Yapılacak iş:
Aşağıdaki listenin tamamını, "Examine the photo" ifadesini her geçtiği yerde "Inspect the image" ile değiştirip başka hiçbir şeye dokunmadan yeniden yazar mısın?

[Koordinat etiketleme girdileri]
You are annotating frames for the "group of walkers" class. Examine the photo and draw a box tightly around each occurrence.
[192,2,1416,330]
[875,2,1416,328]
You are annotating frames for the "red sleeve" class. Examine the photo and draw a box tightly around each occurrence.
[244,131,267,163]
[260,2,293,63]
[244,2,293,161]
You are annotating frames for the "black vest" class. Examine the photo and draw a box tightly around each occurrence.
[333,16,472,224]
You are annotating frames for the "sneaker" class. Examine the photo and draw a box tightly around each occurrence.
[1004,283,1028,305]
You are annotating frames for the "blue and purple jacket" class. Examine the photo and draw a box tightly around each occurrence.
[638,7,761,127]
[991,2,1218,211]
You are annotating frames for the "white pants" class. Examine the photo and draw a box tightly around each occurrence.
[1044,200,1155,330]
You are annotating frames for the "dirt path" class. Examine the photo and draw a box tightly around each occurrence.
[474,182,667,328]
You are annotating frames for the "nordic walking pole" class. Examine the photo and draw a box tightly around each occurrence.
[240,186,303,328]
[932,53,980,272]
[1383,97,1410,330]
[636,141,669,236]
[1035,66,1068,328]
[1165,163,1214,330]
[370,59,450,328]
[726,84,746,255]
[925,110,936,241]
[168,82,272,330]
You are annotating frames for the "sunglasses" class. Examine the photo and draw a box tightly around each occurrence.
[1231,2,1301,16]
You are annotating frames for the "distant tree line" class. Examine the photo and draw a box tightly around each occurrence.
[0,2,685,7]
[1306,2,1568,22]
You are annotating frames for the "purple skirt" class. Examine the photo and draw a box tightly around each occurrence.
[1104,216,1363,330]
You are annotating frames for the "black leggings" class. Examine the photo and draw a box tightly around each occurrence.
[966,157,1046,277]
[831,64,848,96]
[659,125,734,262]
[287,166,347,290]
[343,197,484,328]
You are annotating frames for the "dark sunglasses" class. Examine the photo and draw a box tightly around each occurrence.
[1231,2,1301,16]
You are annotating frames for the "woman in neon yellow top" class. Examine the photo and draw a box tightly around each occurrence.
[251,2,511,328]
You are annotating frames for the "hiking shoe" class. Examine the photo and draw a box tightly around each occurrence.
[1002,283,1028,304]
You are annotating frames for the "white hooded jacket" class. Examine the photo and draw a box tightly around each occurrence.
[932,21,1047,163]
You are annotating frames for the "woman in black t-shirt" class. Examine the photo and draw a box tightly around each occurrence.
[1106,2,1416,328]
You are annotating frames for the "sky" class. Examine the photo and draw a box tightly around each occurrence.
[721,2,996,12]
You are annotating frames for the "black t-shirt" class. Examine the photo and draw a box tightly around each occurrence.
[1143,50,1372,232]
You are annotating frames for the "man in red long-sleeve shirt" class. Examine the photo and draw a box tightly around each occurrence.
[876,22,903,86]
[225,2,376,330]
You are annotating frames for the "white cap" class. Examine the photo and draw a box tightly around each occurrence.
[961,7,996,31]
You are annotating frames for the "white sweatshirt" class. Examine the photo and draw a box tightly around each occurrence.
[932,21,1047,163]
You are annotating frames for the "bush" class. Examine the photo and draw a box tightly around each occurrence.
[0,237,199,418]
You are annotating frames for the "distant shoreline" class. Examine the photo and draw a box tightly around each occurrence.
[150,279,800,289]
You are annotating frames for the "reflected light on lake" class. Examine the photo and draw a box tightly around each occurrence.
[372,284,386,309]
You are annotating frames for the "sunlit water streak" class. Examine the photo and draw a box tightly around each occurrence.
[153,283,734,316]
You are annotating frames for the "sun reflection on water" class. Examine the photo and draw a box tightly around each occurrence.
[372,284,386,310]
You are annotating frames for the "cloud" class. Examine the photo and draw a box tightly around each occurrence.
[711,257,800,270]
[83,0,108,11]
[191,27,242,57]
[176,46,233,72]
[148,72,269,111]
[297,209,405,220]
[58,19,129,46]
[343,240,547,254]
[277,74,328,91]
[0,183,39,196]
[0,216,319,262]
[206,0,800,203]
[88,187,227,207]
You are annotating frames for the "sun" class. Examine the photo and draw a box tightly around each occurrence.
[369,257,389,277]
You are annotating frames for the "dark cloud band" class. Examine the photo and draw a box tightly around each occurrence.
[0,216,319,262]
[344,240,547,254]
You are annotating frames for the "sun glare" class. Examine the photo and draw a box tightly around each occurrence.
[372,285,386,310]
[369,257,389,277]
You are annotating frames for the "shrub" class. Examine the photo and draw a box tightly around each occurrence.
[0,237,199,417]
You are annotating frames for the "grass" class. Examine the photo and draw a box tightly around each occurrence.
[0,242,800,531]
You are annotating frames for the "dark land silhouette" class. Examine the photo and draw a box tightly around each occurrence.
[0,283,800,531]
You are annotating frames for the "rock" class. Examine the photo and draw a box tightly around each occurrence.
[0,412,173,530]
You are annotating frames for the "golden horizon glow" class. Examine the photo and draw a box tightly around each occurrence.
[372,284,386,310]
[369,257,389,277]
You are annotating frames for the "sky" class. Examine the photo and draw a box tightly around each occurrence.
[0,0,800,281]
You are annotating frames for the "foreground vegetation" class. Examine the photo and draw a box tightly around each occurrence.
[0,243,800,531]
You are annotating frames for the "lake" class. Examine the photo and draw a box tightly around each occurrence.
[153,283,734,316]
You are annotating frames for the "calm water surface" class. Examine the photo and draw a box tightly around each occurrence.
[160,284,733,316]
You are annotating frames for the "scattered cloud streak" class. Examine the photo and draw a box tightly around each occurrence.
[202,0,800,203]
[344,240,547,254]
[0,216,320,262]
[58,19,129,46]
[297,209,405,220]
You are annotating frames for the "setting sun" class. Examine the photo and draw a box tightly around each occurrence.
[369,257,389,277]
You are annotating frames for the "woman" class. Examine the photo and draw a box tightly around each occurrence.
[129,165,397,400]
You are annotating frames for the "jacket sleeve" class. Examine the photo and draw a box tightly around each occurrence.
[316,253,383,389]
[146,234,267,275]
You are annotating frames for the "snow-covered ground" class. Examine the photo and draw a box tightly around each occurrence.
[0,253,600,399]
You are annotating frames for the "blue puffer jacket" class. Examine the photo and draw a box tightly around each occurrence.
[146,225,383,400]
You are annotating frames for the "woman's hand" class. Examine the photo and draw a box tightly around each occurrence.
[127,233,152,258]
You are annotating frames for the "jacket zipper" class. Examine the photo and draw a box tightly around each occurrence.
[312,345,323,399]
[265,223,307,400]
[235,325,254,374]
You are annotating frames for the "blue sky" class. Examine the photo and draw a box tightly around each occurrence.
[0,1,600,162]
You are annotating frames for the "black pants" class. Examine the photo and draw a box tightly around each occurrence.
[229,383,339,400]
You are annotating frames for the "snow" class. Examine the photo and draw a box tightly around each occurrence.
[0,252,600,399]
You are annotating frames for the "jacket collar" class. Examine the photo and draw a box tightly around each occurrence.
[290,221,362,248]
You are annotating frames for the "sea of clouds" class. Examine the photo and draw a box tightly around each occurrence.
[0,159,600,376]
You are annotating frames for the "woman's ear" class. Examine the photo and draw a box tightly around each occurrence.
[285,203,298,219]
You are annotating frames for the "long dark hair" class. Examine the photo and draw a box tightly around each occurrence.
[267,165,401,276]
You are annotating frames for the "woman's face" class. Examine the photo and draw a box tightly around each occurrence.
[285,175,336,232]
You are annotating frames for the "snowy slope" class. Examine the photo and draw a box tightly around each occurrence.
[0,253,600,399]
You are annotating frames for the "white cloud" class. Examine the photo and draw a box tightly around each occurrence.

Görev yanıtı:
You are annotating frames for the "group of walkers" class. Inspect the image and draw a box tightly around each occurrence.
[192,2,1416,330]
[875,2,1416,328]
You are annotating frames for the "red sleeve" class. Inspect the image and draw a box tightly around each occurrence.
[244,131,267,163]
[260,2,293,63]
[244,2,293,161]
You are annotating frames for the "black vest" class. Inspect the image and draw a box tightly around each occurrence.
[333,16,472,224]
You are annotating frames for the "sneaker" class. Inspect the image and draw a box tightly around each occurrence.
[1004,283,1028,305]
You are annotating frames for the "blue and purple jacket" class. Inspect the image and draw a box tightly around each occurrence.
[638,7,761,127]
[991,2,1218,211]
You are annotating frames for the "white pants" class. Inspect the image and draw a box tightly around each occurrence.
[1044,200,1155,330]
You are annotating frames for the "dirt path" class. Inspect the image and draw a box tightly around each occurrence.
[474,182,667,328]
You are annotating frames for the "nordic walking pole" class. Inspect the image and draw a box tightly around each occurrence.
[240,186,303,328]
[932,53,980,272]
[1383,97,1410,330]
[636,141,669,236]
[1035,66,1068,328]
[1165,163,1214,330]
[370,59,450,328]
[726,84,746,255]
[925,110,936,241]
[168,82,272,330]
You are annotating frames for the "sunglasses" class. Inspect the image and draw a box tightly around each occurrence.
[1231,2,1301,16]
You are annotating frames for the "distant tree line" class. Inspect the image and draw a box tightly around each occurrence.
[0,2,685,7]
[1306,2,1568,22]
You are annotating frames for the "purple skirt" class. Inspect the image and draw a box tightly around each occurrence.
[1104,216,1363,330]
You are annotating frames for the "black leggings" class. Inspect the image and draw a box tightly around each occurrence.
[966,157,1046,277]
[831,64,848,96]
[659,125,734,262]
[287,166,347,290]
[343,197,484,328]
You are annotating frames for the "dark sunglasses" class. Inspect the image and draw a box tightly around each occurrence.
[1231,2,1301,16]
You are annotating frames for the "woman in neon yellow top" class. Inspect the image and draw a box tightly around each occurrence.
[251,2,511,328]
You are annotating frames for the "hiking shoe" class. Inspect the image and draw a box tightly around each occurrence.
[1002,283,1028,304]
You are annotating frames for the "white hooded jacket" class. Inspect the image and draw a box tightly around each occurrence.
[932,21,1047,163]
You are annotating frames for the "woman in black t-shirt" class. Inspect the image and draw a box tightly around each occurrence.
[1106,2,1416,328]
You are annotating frames for the "sky" class. Inspect the image and draw a box tightly around each occurrence.
[721,2,996,12]
You are annotating frames for the "black t-shirt" class. Inspect the image and draw a box tightly around each occurrence.
[1143,50,1372,232]
You are annotating frames for the "man in red long-sleeve shirt" class. Inspect the image and draw a box tightly around each occurrence.
[876,22,903,86]
[225,2,376,330]
You are annotating frames for the "white cap" class. Inspect the image and draw a box tightly around each occurrence.
[961,7,996,31]
You are annotating frames for the "white sweatshirt" class. Inspect the image and draw a box tightly around each occurrence.
[932,21,1047,163]
You are annotating frames for the "bush" class. Inspect the image and draw a box tightly around each occurrence.
[0,237,199,418]
You are annotating frames for the "distant shoreline" class. Inspect the image and draw a box tightly around each occurrence.
[150,279,800,289]
You are annotating frames for the "reflected light on lake" class. Inspect the image and draw a box tightly around each occurrence.
[372,284,386,309]
You are annotating frames for the "sunlit water streak" class. Inspect the image and draw a box tightly around each occurrence.
[153,283,734,316]
You are annotating frames for the "sun reflection on water" class. Inspect the image and draw a box tightly around each occurrence.
[372,284,386,310]
You are annotating frames for the "cloud" class. Inspect the image and draw a box tightly around each occurrence.
[711,257,800,270]
[83,0,108,11]
[191,27,242,57]
[176,46,233,72]
[148,72,269,111]
[297,209,405,220]
[58,19,129,46]
[343,240,547,254]
[277,74,328,91]
[0,183,39,196]
[0,216,319,262]
[206,0,800,203]
[88,187,227,207]
You are annotating frames for the "sun" class. Inspect the image and draw a box tightly around each occurrence.
[369,257,389,277]
You are annotating frames for the "dark cloud band" class. Inspect the image and draw a box tightly around each occurrence.
[0,216,319,262]
[344,240,547,254]
You are annotating frames for the "sun glare" class. Inspect the image and draw a box tightly around each occurrence.
[372,285,386,310]
[369,257,389,277]
You are annotating frames for the "shrub" class. Inspect the image and draw a box tightly around each occurrence.
[0,237,199,417]
You are annotating frames for the "grass" class. Inspect the image and draw a box tightly around each occurrence.
[0,242,800,531]
You are annotating frames for the "dark land silhouette" class. Inspect the image and draw a box tightly around each occurrence.
[0,283,800,531]
You are annotating frames for the "rock" class. Inspect the image and draw a box tightly around each occurrence.
[0,412,173,530]
You are annotating frames for the "golden horizon glow" class. Inspect the image and draw a box tightly around each occurrence.
[372,284,386,310]
[369,257,389,277]
You are annotating frames for the "sky" class. Inspect the image and draw a box tightly around each occurrence.
[0,0,800,281]
You are annotating frames for the "foreground vegetation" class. Inspect the image and draw a box tightly around each occurrence.
[0,243,800,531]
You are annotating frames for the "lake" class. Inspect the image and draw a box tightly around each occurrence.
[153,283,734,316]
You are annotating frames for the "calm water surface" class. Inspect the image and draw a box tightly around each occurrence.
[160,284,733,316]
You are annotating frames for the "scattered cloud streak" class. Inspect the image and draw a box tightly around each occurrence.
[202,0,800,203]
[344,240,547,254]
[0,216,320,262]
[58,19,129,46]
[297,209,405,220]
You are annotating frames for the "setting sun" class. Inspect the image and draw a box tightly around each occurrence.
[369,257,389,277]
You are annotating frames for the "woman" class. Inspect the image and draw a box tightly around each occurrence.
[129,165,397,400]
You are annotating frames for the "jacket sleeve" class. Inspect the image and draw a box tightly around each occurrence.
[316,253,383,389]
[146,234,267,275]
You are annotating frames for the "snow-covered ground" class. Inspect the image and draw a box tightly around each occurrence.
[0,253,600,399]
You are annotating frames for the "blue puffer jacket" class. Inspect the image and draw a box tightly around each occurrence.
[146,225,383,400]
You are annotating frames for the "woman's hand" class. Inspect the image and draw a box tightly around each occurrence.
[127,233,152,258]
You are annotating frames for the "jacket zipper" class. Inspect the image and draw a box tightly around each occurrence.
[312,345,323,399]
[265,223,307,400]
[235,325,254,374]
You are annotating frames for the "blue sky" class. Inspect the image and draw a box tightly around each occurrence.
[0,1,600,162]
You are annotating frames for the "black pants" class. Inspect the image and draw a box tightly around each occurrence.
[229,383,339,400]
You are annotating frames for the "snow" class. Inspect the image and draw a box tightly around each occurrence.
[0,252,600,399]
You are annotating frames for the "jacket collar" class. Inspect the image and draw a box tightly around each occurrence.
[290,221,362,248]
You are annotating frames for the "sea of clouds" class. Inspect the image and draw a box tightly around each occurrence.
[0,159,600,376]
You are annotating frames for the "woman's ear" class. Inspect the image and draw a box tightly around each occurrence.
[285,203,298,219]
You are annotating frames for the "long dark hair" class. Inspect the image and draw a box tightly around each occurrence.
[267,165,401,276]
You are annotating frames for the "woman's face" class. Inspect the image and draw a box tightly around each occurrence.
[285,175,336,232]
You are annotating frames for the "snowy slope" class. Inspect the image and draw a box tightly around each occurrence.
[0,253,600,399]
You are annotating frames for the "white cloud" class. Inspect the image and draw a box tightly around each occurrence.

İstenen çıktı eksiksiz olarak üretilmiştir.